= SOURCE INFORMATION =
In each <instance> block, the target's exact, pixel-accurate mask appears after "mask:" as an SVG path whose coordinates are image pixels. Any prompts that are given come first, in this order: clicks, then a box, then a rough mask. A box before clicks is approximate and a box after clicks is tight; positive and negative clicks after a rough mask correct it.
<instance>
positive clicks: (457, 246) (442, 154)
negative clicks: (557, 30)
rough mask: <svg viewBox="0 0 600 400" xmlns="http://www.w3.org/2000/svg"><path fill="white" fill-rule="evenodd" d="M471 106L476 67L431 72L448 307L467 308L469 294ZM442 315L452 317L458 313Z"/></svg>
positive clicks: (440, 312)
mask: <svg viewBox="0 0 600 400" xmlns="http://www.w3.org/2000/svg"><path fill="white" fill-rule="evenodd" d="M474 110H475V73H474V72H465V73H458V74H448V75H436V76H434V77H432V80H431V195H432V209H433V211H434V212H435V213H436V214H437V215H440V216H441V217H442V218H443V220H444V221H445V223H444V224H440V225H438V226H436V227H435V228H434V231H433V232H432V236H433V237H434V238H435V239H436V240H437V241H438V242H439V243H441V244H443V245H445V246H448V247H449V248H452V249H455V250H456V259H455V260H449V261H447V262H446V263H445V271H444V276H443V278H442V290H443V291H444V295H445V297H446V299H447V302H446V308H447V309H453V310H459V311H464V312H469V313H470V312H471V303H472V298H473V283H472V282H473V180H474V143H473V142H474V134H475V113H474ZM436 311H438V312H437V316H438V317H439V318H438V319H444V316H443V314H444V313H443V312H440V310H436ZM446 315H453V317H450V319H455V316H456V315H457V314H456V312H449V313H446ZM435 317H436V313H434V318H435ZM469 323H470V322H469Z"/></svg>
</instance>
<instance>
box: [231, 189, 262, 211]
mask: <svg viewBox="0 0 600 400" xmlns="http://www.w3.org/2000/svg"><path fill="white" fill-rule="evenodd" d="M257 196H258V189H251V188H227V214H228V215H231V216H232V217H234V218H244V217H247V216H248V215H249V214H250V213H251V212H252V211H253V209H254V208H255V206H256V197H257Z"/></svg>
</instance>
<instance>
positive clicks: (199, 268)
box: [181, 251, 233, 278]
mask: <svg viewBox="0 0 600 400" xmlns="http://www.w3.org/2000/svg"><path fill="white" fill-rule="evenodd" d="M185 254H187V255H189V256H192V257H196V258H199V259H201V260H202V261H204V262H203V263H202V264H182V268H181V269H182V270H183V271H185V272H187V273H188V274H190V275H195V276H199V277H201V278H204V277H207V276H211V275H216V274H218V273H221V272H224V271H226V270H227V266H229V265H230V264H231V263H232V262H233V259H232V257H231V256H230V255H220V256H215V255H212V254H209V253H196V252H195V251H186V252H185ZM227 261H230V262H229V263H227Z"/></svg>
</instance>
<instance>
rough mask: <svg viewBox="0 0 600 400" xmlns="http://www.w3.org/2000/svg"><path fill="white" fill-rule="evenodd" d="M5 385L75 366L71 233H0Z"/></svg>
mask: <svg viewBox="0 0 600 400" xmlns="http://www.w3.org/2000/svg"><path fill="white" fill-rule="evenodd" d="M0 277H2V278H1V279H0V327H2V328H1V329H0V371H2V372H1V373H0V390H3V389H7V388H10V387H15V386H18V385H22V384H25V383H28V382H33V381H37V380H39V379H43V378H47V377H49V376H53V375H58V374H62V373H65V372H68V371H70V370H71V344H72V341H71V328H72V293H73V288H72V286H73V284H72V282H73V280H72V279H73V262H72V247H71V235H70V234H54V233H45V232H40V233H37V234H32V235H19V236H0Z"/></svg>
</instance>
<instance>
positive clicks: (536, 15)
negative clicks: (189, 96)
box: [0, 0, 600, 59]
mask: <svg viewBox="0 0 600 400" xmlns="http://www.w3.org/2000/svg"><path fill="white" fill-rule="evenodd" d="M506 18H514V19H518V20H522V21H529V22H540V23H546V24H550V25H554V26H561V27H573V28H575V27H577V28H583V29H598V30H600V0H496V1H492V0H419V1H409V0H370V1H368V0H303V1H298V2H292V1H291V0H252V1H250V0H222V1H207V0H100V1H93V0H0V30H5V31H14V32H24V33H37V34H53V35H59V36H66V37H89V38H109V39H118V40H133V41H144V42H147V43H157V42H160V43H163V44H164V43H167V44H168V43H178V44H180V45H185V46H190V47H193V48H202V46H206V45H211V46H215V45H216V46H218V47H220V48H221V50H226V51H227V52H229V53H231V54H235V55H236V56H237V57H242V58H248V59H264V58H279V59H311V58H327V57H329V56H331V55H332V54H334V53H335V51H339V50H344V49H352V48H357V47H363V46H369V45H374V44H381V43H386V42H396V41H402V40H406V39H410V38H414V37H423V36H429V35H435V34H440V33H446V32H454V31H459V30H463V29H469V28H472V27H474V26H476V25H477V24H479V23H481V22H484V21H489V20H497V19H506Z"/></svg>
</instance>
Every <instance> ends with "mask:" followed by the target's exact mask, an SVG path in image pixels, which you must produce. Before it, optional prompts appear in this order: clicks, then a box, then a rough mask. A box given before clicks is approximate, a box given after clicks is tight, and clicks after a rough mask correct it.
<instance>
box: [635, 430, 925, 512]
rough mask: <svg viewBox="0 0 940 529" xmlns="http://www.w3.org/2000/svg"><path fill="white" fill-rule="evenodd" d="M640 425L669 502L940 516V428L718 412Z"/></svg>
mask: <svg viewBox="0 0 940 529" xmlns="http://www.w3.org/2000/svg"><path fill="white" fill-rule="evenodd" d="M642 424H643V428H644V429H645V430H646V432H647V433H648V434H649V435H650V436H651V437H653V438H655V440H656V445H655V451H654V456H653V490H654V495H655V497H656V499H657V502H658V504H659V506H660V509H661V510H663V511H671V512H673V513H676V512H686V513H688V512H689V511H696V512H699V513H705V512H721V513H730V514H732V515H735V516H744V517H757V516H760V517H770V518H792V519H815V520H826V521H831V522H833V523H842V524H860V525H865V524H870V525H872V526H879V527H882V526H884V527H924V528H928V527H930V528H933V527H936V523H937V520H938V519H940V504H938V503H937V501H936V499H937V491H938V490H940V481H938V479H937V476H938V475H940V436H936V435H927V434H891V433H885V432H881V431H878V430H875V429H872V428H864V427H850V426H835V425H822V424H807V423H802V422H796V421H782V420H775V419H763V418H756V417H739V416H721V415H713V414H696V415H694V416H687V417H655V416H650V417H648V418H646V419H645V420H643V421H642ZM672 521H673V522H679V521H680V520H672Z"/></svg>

= TASK REQUIREMENTS =
Please give back all of the records exactly as written.

= ANSWER SPACE =
In each <instance> block, the target's exact, pixel-accurate mask appears after "mask:" as an SVG path whose coordinates are image pixels. Any prompts that are given come first, in this order: clicks, then a box, then a rough mask. A box before clicks is approximate and a box after clicks is tight; positive and negative clicks after a rough mask correct it.
<instance>
positive clicks: (457, 246) (442, 154)
negative clicks: (557, 30)
rough mask: <svg viewBox="0 0 600 400" xmlns="http://www.w3.org/2000/svg"><path fill="white" fill-rule="evenodd" d="M471 106L476 67L431 72L448 307L467 308L469 294ZM442 315L452 317L458 313Z"/></svg>
positive clicks: (440, 312)
mask: <svg viewBox="0 0 600 400" xmlns="http://www.w3.org/2000/svg"><path fill="white" fill-rule="evenodd" d="M474 110H475V73H474V72H465V73H458V74H448V75H436V76H434V77H432V80H431V195H432V209H433V211H434V212H435V213H436V214H437V215H440V216H441V217H442V218H443V220H444V221H445V223H444V224H440V225H438V226H436V227H435V228H434V231H433V232H432V236H433V237H434V238H435V239H436V240H437V241H438V242H439V243H441V244H443V245H445V246H448V247H449V248H452V249H455V250H456V259H455V260H449V261H447V262H446V263H445V271H444V276H443V278H442V290H443V291H444V295H445V297H446V299H447V302H446V308H447V309H453V310H459V311H464V312H469V313H470V312H471V303H472V298H473V283H472V282H473V180H474V143H473V142H474V134H475V113H474ZM436 311H438V312H437V316H438V317H439V318H438V319H444V316H443V314H444V313H443V312H440V310H436ZM446 315H453V317H450V319H455V316H456V315H457V314H456V312H449V313H446ZM435 317H436V313H434V318H435ZM469 323H470V322H469Z"/></svg>
</instance>
<instance>
box: [231, 189, 262, 211]
mask: <svg viewBox="0 0 600 400" xmlns="http://www.w3.org/2000/svg"><path fill="white" fill-rule="evenodd" d="M257 196H258V189H251V188H227V214H228V215H231V216H232V217H234V218H244V217H247V216H248V215H249V214H250V213H251V212H252V211H253V209H254V208H255V206H256V197H257Z"/></svg>
</instance>
<instance>
positive clicks: (199, 268)
box: [181, 251, 233, 278]
mask: <svg viewBox="0 0 600 400" xmlns="http://www.w3.org/2000/svg"><path fill="white" fill-rule="evenodd" d="M185 254H187V255H189V256H192V257H196V258H199V259H201V260H202V261H204V262H203V263H202V264H182V268H181V269H182V270H183V271H185V272H187V273H188V274H190V275H195V276H199V277H201V278H204V277H207V276H211V275H216V274H218V273H221V272H224V271H226V270H227V266H229V265H230V264H231V263H232V262H233V259H232V257H231V256H230V255H220V256H215V255H212V254H209V253H196V252H195V251H186V252H185ZM227 261H230V262H229V263H227Z"/></svg>
</instance>
<instance>
rough mask: <svg viewBox="0 0 600 400" xmlns="http://www.w3.org/2000/svg"><path fill="white" fill-rule="evenodd" d="M5 385L75 366L71 233H0Z"/></svg>
mask: <svg viewBox="0 0 600 400" xmlns="http://www.w3.org/2000/svg"><path fill="white" fill-rule="evenodd" d="M0 277H2V278H1V279H0V327H2V328H1V329H0V371H2V372H1V373H0V390H3V389H7V388H10V387H15V386H18V385H22V384H25V383H28V382H33V381H37V380H39V379H43V378H47V377H49V376H53V375H58V374H62V373H65V372H68V371H70V370H71V344H72V341H71V328H72V293H73V288H72V286H73V284H72V282H73V280H72V279H73V262H72V247H71V235H70V234H54V233H45V232H40V233H37V234H32V235H19V236H0Z"/></svg>
</instance>
<instance>
positive clicks: (536, 15)
negative clicks: (189, 96)
box: [0, 0, 600, 59]
mask: <svg viewBox="0 0 600 400" xmlns="http://www.w3.org/2000/svg"><path fill="white" fill-rule="evenodd" d="M506 18H514V19H518V20H522V21H529V22H540V23H546V24H550V25H554V26H561V27H573V28H575V27H577V28H583V29H598V30H600V0H496V1H492V0H419V1H409V0H370V1H368V0H303V1H298V2H292V1H291V0H252V1H250V0H222V1H207V0H100V1H93V0H0V30H5V31H14V32H24V33H37V34H53V35H59V36H66V37H89V38H109V39H118V40H133V41H144V42H147V43H157V42H160V43H163V44H164V43H167V44H168V43H178V44H180V45H185V46H190V47H193V48H202V46H206V45H211V46H215V45H216V46H218V47H220V48H221V50H226V51H227V52H229V53H231V54H235V55H236V56H237V57H242V58H248V59H264V58H279V59H311V58H327V57H329V56H331V55H332V54H334V53H335V51H339V50H344V49H352V48H357V47H363V46H369V45H374V44H381V43H386V42H396V41H402V40H406V39H410V38H414V37H423V36H429V35H435V34H440V33H446V32H454V31H459V30H463V29H469V28H472V27H474V26H476V25H477V24H479V23H481V22H484V21H489V20H497V19H506Z"/></svg>
</instance>
Every <instance> ends with "mask:" followed by the target's exact mask, an SVG path in image pixels, which you must produce. Before it, optional prompts appear in this order: clicks, then a box, then a rough mask. A box given before clicks is approximate, a box given after clicks is tight, and clicks after a rough mask correct it.
<instance>
box: [635, 430, 925, 512]
rough mask: <svg viewBox="0 0 940 529" xmlns="http://www.w3.org/2000/svg"><path fill="white" fill-rule="evenodd" d="M640 425L669 502L940 516V428L718 412Z"/></svg>
mask: <svg viewBox="0 0 940 529" xmlns="http://www.w3.org/2000/svg"><path fill="white" fill-rule="evenodd" d="M642 424H643V428H644V429H645V430H646V432H647V433H648V434H649V435H650V436H651V437H653V438H655V440H656V445H655V451H654V456H653V490H654V495H655V497H656V499H657V502H658V504H659V506H660V509H661V510H663V511H671V512H673V513H676V512H686V513H688V512H689V511H696V512H699V513H705V512H721V513H730V514H732V515H735V516H744V517H757V516H760V517H770V518H792V519H815V520H826V521H831V522H833V523H842V524H860V525H865V524H870V525H872V526H879V527H882V526H884V527H924V528H928V527H930V528H933V527H936V523H937V520H938V519H940V504H938V503H937V501H936V499H937V491H938V490H940V481H938V479H937V476H938V475H940V436H936V435H927V434H891V433H885V432H881V431H878V430H875V429H872V428H864V427H850V426H835V425H822V424H807V423H802V422H796V421H782V420H775V419H763V418H756V417H739V416H721V415H713V414H696V415H694V416H687V417H655V416H650V417H648V418H646V419H645V420H643V421H642ZM672 521H673V522H679V521H680V520H672Z"/></svg>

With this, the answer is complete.